◆ **YOUR GOAL**:
Starting at the line that contains "locate blue sky -- one point per instance", copy each line through the end of the listing below. Include both ends and output nothing more.

═══ DATA LISTING ═══

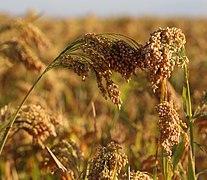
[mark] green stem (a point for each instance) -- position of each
(165, 164)
(191, 165)
(9, 128)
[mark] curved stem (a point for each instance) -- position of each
(9, 128)
(165, 164)
(191, 163)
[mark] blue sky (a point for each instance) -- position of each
(63, 8)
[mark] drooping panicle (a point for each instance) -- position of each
(162, 52)
(108, 163)
(38, 122)
(103, 54)
(169, 125)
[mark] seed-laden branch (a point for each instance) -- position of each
(104, 54)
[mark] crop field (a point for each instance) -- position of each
(103, 98)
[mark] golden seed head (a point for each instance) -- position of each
(140, 176)
(109, 160)
(38, 122)
(102, 54)
(169, 126)
(68, 153)
(162, 52)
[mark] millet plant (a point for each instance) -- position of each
(103, 55)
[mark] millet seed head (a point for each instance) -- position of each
(162, 52)
(169, 126)
(109, 160)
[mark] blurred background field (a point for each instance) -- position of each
(73, 101)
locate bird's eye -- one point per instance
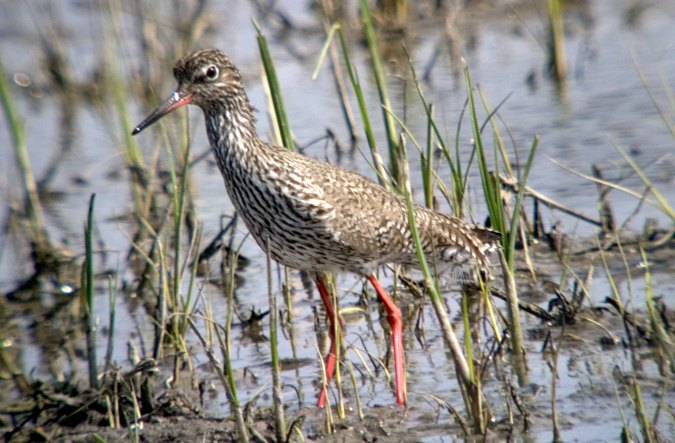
(212, 72)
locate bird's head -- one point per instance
(206, 78)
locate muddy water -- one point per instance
(603, 103)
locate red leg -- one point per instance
(329, 362)
(396, 324)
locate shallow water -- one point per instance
(604, 103)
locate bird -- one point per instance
(311, 215)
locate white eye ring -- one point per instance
(211, 72)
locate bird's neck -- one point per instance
(232, 134)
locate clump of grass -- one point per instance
(32, 208)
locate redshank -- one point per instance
(310, 215)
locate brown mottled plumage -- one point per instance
(313, 215)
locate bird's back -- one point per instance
(320, 217)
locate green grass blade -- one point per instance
(275, 89)
(380, 81)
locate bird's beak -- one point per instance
(174, 102)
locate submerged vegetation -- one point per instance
(162, 323)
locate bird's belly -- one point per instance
(293, 238)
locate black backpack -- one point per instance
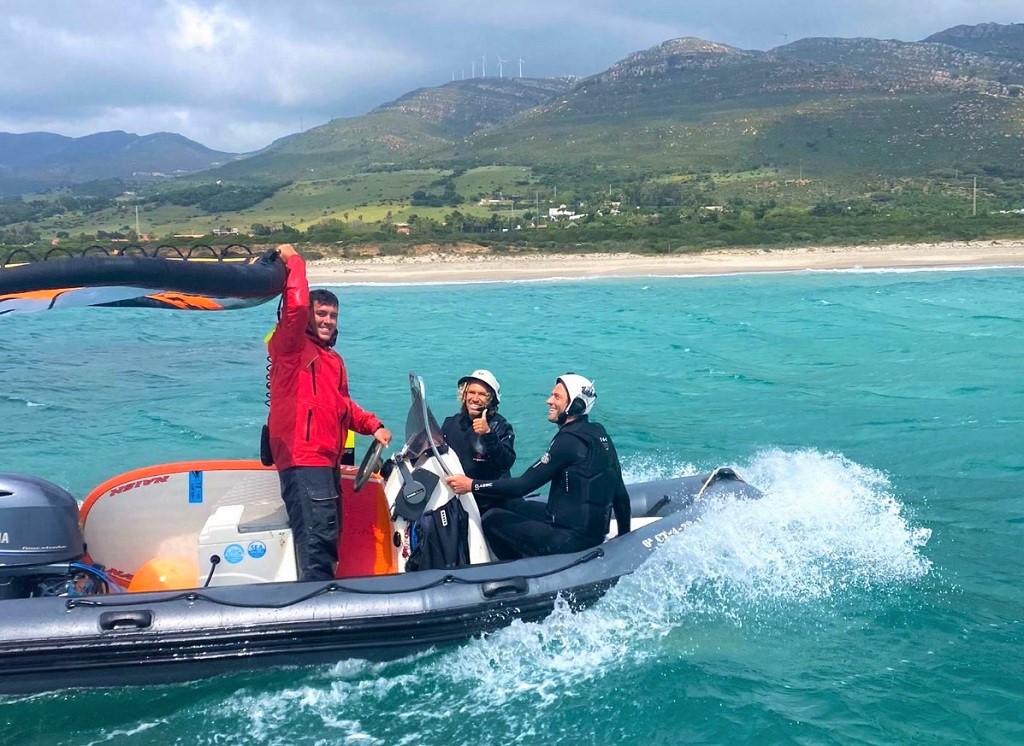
(440, 539)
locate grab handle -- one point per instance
(506, 586)
(117, 621)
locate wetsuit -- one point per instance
(482, 456)
(310, 415)
(587, 486)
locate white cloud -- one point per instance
(237, 74)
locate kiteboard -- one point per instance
(193, 512)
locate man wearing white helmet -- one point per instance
(481, 438)
(586, 487)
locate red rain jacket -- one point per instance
(310, 409)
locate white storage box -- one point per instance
(257, 552)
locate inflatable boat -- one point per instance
(185, 571)
(200, 278)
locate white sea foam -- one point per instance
(825, 527)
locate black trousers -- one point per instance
(522, 528)
(310, 495)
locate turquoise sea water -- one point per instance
(872, 597)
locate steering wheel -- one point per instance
(371, 464)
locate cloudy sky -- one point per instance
(235, 75)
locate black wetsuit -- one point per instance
(587, 485)
(482, 456)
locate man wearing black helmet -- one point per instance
(586, 487)
(481, 438)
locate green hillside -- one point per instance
(833, 107)
(427, 123)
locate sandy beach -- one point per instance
(476, 265)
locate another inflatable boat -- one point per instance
(185, 571)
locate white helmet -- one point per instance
(582, 394)
(487, 379)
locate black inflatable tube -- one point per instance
(259, 278)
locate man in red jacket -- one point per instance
(310, 417)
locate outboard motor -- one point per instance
(40, 535)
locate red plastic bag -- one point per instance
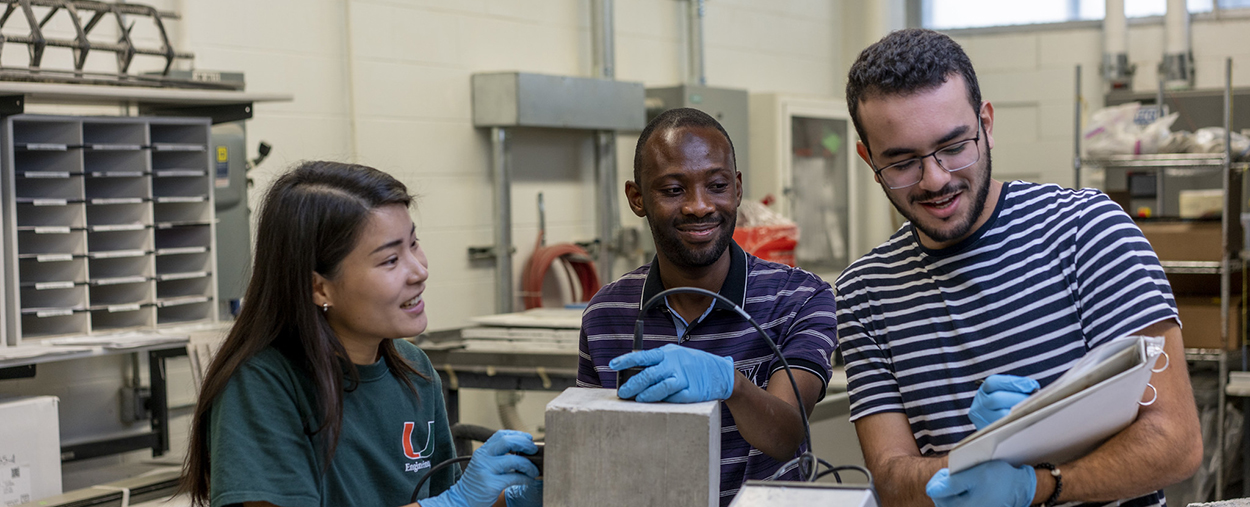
(770, 242)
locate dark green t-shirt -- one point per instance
(263, 448)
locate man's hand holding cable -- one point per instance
(491, 470)
(676, 375)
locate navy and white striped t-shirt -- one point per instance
(1053, 274)
(793, 306)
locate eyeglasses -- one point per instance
(953, 157)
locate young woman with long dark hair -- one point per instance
(314, 398)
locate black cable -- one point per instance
(435, 468)
(866, 473)
(806, 460)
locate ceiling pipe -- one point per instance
(603, 39)
(603, 34)
(1116, 70)
(694, 41)
(1176, 70)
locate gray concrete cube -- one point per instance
(606, 451)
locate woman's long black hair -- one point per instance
(310, 220)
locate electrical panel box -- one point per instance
(803, 154)
(729, 106)
(108, 225)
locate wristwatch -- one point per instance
(1059, 483)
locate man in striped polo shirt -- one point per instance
(1015, 280)
(688, 187)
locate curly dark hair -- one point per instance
(904, 63)
(676, 118)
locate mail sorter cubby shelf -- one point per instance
(109, 225)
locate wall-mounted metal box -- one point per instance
(538, 100)
(729, 106)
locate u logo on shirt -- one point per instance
(408, 441)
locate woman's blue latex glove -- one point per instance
(491, 471)
(676, 375)
(993, 483)
(524, 496)
(996, 396)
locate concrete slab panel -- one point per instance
(605, 451)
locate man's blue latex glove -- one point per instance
(993, 483)
(491, 471)
(676, 375)
(996, 396)
(524, 496)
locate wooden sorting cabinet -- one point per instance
(108, 225)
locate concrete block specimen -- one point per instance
(606, 451)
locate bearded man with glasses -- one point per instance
(990, 291)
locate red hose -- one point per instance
(540, 261)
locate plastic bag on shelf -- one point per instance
(765, 234)
(1124, 130)
(1210, 140)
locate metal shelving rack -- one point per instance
(1231, 259)
(110, 225)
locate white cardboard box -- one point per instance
(30, 450)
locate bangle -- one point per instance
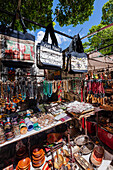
(1, 123)
(7, 123)
(36, 126)
(22, 125)
(22, 121)
(23, 130)
(30, 126)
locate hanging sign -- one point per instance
(49, 56)
(17, 49)
(79, 62)
(76, 58)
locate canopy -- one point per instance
(97, 61)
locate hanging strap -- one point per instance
(50, 30)
(21, 21)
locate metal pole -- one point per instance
(33, 22)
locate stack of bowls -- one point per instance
(24, 164)
(38, 157)
(22, 126)
(8, 131)
(2, 134)
(21, 153)
(29, 124)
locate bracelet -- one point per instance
(23, 130)
(36, 126)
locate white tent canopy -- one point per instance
(97, 61)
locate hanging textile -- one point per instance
(75, 57)
(49, 56)
(17, 49)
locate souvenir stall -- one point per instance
(98, 91)
(40, 121)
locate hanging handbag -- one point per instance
(17, 49)
(75, 57)
(49, 56)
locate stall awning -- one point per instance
(97, 61)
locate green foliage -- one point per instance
(74, 12)
(105, 37)
(99, 40)
(107, 12)
(38, 11)
(70, 12)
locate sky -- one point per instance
(63, 41)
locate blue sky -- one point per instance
(64, 42)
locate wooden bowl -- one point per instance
(37, 152)
(38, 158)
(24, 163)
(21, 151)
(28, 168)
(39, 163)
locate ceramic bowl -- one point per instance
(37, 152)
(24, 163)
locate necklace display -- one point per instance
(49, 89)
(54, 86)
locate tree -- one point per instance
(74, 12)
(102, 38)
(107, 12)
(70, 12)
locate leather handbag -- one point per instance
(49, 56)
(17, 49)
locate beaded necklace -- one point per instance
(54, 86)
(49, 89)
(66, 85)
(45, 84)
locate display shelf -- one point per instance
(17, 63)
(34, 132)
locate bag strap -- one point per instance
(21, 21)
(50, 30)
(76, 45)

═══

◆ **EXERCISE SOLUTION**:
locate blue sky -- one point per instance
(64, 42)
locate wooden bowl -- one point per instance
(37, 152)
(38, 158)
(24, 163)
(21, 151)
(28, 168)
(39, 163)
locate ceramic bowl -- one point per instance
(37, 152)
(24, 163)
locate necklace display -- one point per instance
(49, 89)
(54, 86)
locate tree -- one point per instance
(74, 12)
(102, 38)
(107, 12)
(70, 12)
locate leather handbag -- one point per instance
(49, 56)
(17, 49)
locate beaded necklace -- one point per instance
(54, 86)
(49, 89)
(66, 85)
(45, 84)
locate display shelf -- one point per instance
(17, 63)
(34, 132)
locate bag strap -- one point per instance
(21, 21)
(50, 30)
(76, 45)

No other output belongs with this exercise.